Work instructions
Pick up the article below on tech's culture of silence and write its next part, starting right after its final sentence.

Selected passage

* * *

11.11.2025

Pulling the Cord on Tech’s Culture of Silence

In aviation, every crash leads to an investigation. In tech, most failures disappear into silence. Why?

After attending several events recently, one theme stood out: transparency, or the lack of it. Having supported digital and transformation leaders for over a decade, I’m struck by how often the same issues resurface. Lessons aren’t learned, and problems reoccur. And I believe transparency is a key reason why.

So, what can be done?

A Culture of Openness vs. a Culture of Silence

Aviation has long embraced a “just culture” one that encourages people to report mistakes or near misses without fear of punishment. Independent bodies like the AAIB (UK) and NTSB (US) publish detailed findings that help the entire industry learn and improve.

Tech, by contrast, often operates in a culture of silence. Whether it’s a cloud outage, an AI ethics failure, or a cybersecurity breach, the instinct is to contain, control, and move on. The result? The same mistakes are repeated across companies, and public trust erodes.

The Andon Cord: Empowering People to Speak Up

After a recent discussion with Giles Lindsay, I looked into the concept of the Andon Cord. In Toyota’s factories, any worker can pull the Andon cord to stop the production line if they see a defect or risk. It’s a radical act of trust and a commitment to quality and safety.

What would it look like if tech had its own Andon cord?

Too often, engineers spot issues in code, in ethics, in system design but feel unable to raise the alarm. Fear of blame, reputational damage, or internal politics can silence voices that should be heard.

Tech needs systems cultural and procedural that encourage openness, protect whistleblowers, and prioritise safety over speed.

A Model for Open Accountability: The National Digital Twin Programme

One example of transparency in action is the UK’s National Digital Twin Programme (NDTP), led by the Department for Business and Trade (DBT). Having attended their recent supplier day, I was struck by their commitment to openness especially in the context of critical infrastructure.

  • NDTP is developing its Information Architecture as an open-source solution, released under the MIT licence.
  • It is guided by the Gemini Principles, which emphasise purpose, trust, and function.
  • Demonstrator projects from housing retrofit to emergency planning are run transparently, with learnings shared across sectors.
  • The programme collaborates with academia, industry, and government to build inclusive, interoperable frameworks much like aviation’s global safety standards.

NDTP shows that open accountability in tech isn’t just possible it’s already happening.

Why Transparency Matters More Than Ever

Technology now underpins critical infrastructure from healthcare systems to public services to national security. When things go wrong, the consequences are real and far-reaching. Yet the public rarely hears the full story.

Recent outages from Amazon Web Services (AWS) and Microsoft Azure are prime examples:

  • AWS’s outage affected over 113 services including EC2, Lambda, and DynamoDB. Apps like Snapchat, Roblox, and Coinbase went offline, and over 17 million incident reports were logged globally.

* * *

Record set
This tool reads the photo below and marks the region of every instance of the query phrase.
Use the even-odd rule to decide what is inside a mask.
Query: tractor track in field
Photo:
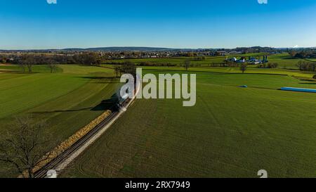
[[[123,103],[123,106],[127,108],[133,103],[134,98],[135,97],[132,99],[127,99]],[[109,129],[123,113],[124,112],[119,112],[117,110],[112,112],[105,118],[105,120],[96,126],[91,131],[81,137],[71,147],[51,160],[39,170],[35,172],[34,174],[34,177],[46,178],[48,171],[52,169],[55,170],[58,173],[62,171],[91,143],[97,140],[107,129]]]

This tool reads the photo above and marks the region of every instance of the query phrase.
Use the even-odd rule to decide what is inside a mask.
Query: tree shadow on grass
[[[104,76],[79,77],[85,79],[91,79],[92,82],[97,84],[116,84],[119,83],[119,79],[115,77]]]
[[[91,111],[104,111],[107,110],[116,110],[117,103],[118,103],[118,97],[116,94],[113,94],[110,98],[103,100],[96,106],[83,108],[74,108],[70,110],[55,110],[51,111],[38,111],[31,113],[32,114],[49,114],[55,113],[65,113],[65,112],[77,112],[84,110],[91,110]]]

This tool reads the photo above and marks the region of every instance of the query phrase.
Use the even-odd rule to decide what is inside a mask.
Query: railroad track
[[[86,142],[87,142],[90,139],[95,136],[100,129],[102,129],[105,126],[106,126],[112,120],[113,120],[117,115],[119,112],[114,111],[111,115],[109,115],[105,120],[104,120],[99,124],[96,126],[93,129],[90,131],[88,134],[78,140],[74,143],[70,148],[65,151],[60,155],[57,156],[55,158],[50,161],[45,166],[41,167],[39,170],[34,173],[35,178],[45,178],[46,177],[47,172],[51,169],[55,169],[57,167],[62,163],[65,160],[70,156],[74,152],[78,150],[81,146],[82,146]]]
[[[135,91],[136,94],[137,91]],[[130,98],[127,98],[121,103],[121,106],[128,107],[129,104],[133,100]],[[56,169],[59,165],[62,163],[68,157],[70,157],[73,153],[76,152],[79,148],[80,148],[82,146],[84,146],[90,139],[93,138],[96,134],[99,132],[104,127],[107,125],[107,124],[111,122],[114,118],[115,118],[119,112],[114,110],[113,112],[105,120],[104,120],[99,124],[96,126],[91,131],[90,131],[85,136],[81,137],[79,140],[78,140],[76,143],[74,143],[71,147],[67,148],[63,153],[60,154],[55,158],[53,159],[43,167],[41,167],[39,170],[34,173],[35,178],[45,178],[47,176],[47,172],[51,169]]]

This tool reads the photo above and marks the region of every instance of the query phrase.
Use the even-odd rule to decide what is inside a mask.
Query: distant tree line
[[[223,63],[210,63],[209,66],[214,68],[238,68],[240,66],[240,64],[230,60],[225,60]]]
[[[316,51],[313,50],[303,50],[298,51],[291,50],[289,51],[289,53],[292,58],[316,58]]]
[[[56,72],[58,64],[80,64],[99,66],[101,57],[96,53],[82,53],[74,56],[25,53],[17,58],[16,63],[25,72],[32,72],[34,65],[48,65],[51,72]]]
[[[279,66],[279,63],[268,63],[258,64],[257,67],[258,68],[274,69],[277,68],[277,66]]]
[[[296,66],[301,71],[315,72],[316,63],[301,60],[297,63]]]

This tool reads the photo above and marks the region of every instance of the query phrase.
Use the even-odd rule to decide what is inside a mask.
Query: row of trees
[[[101,57],[96,53],[83,53],[74,56],[48,55],[48,54],[23,54],[19,57],[18,63],[25,72],[32,72],[34,65],[48,65],[51,72],[55,72],[58,64],[81,64],[97,65],[101,65]]]
[[[131,74],[136,77],[136,65],[131,62],[125,62],[122,65],[116,65],[114,71],[117,77],[121,77],[122,74]]]
[[[315,72],[316,63],[301,60],[297,63],[296,66],[301,71]]]
[[[312,50],[303,50],[303,51],[290,51],[289,53],[292,58],[316,58],[316,51]]]
[[[277,63],[261,63],[258,65],[258,68],[268,68],[268,69],[274,69],[277,68],[279,64]]]

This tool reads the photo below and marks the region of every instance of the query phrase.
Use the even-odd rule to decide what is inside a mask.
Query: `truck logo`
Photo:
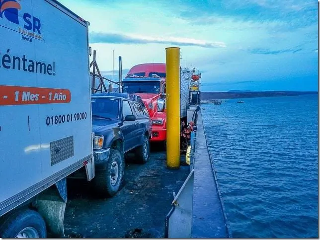
[[[8,21],[18,24],[18,9],[20,9],[21,5],[14,0],[1,0],[0,17],[3,18],[4,15]]]
[[[22,34],[22,39],[24,40],[32,42],[31,38],[34,38],[43,41],[40,31],[41,27],[40,20],[27,12],[22,13],[19,12],[21,11],[22,7],[21,5],[18,1],[21,0],[0,0],[0,19],[6,19],[9,22],[17,25],[18,27],[17,30],[12,28],[12,25],[10,25],[8,26],[4,26],[0,24],[0,26]],[[19,18],[20,18],[20,19]],[[19,20],[23,20],[22,22],[19,22]]]

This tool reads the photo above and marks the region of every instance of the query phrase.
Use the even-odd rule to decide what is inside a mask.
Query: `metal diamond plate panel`
[[[74,156],[74,136],[50,142],[51,166]]]

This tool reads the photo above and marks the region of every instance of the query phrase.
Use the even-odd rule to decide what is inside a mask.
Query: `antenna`
[[[112,50],[112,82],[114,81],[113,81],[114,72],[114,50]],[[112,83],[112,89],[113,89],[113,83]]]

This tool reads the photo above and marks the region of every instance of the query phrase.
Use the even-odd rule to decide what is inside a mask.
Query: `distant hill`
[[[230,99],[233,98],[261,98],[318,94],[318,92],[235,90],[229,92],[201,92],[201,100]]]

* * *

Answer box
  • Microsoft Azure’s outage disrupted services like Microsoft 365, Xbox, and even airline check-in systems. Alaska Airlines and Heathrow Airport reported downtime, and the Scottish Parliament paused proceedings due to technical failures.

Despite the scale of these incidents, neither company released a full public postmortem. Technical summaries were shared, but detailed root-cause analyses and lessons learned were kept internal – a missed opportunity for industry-wide learning.

Striking the Balance: Transparency with Responsibility

Of course, full transparency isn’t always feasible. There are legitimate concerns around:

  • Security and vulnerability exposure.
  • Commercial sensitivity and competitive risk.
  • Misinterpretation by media or the public.

But that doesn’t mean we should default to silence.

Here’s how the tech industry can move toward a more open and accountable culture:

  • Tiered Transparency: Major failures should be disclosed with clear summaries and lessons learned. Smaller issues can be anonymised and aggregated.
  • Independent Oversight: Critical systems especially in the public sector should be subject to external review.
  • Safe Internal Reporting: Encourage a “just culture” where staff can raise concerns without fear.
  • Industry-Wide Knowledge Sharing: Create forums for anonymised incident reports to promote learning.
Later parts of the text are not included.